--- Begin PROVIDED ENTRIES ---

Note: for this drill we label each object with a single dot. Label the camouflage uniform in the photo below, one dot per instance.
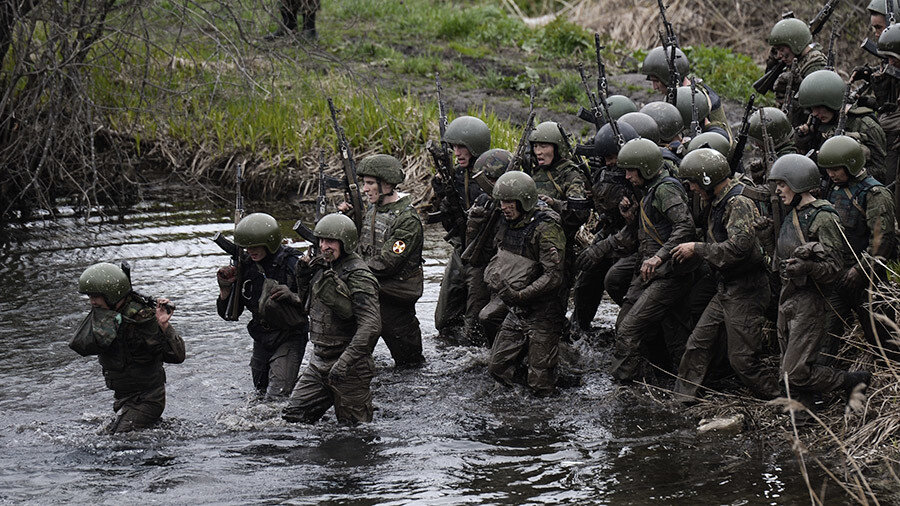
(342, 302)
(391, 243)
(537, 311)
(664, 222)
(740, 300)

--- End PROVIDED ENTRIES ---

SET PROBLEM:
Please recast the material above as a JSON list of strings, one string for each line, skipping blank lines. Leave the pictures out of your answer.

RESULT OF THIS TASK:
[
  "Note: for this drill we label each object with a single dot. Label the camouflage uniform in the photo below, one dot per instance.",
  "(342, 302)",
  "(391, 243)",
  "(537, 311)",
  "(664, 222)",
  "(740, 300)"
]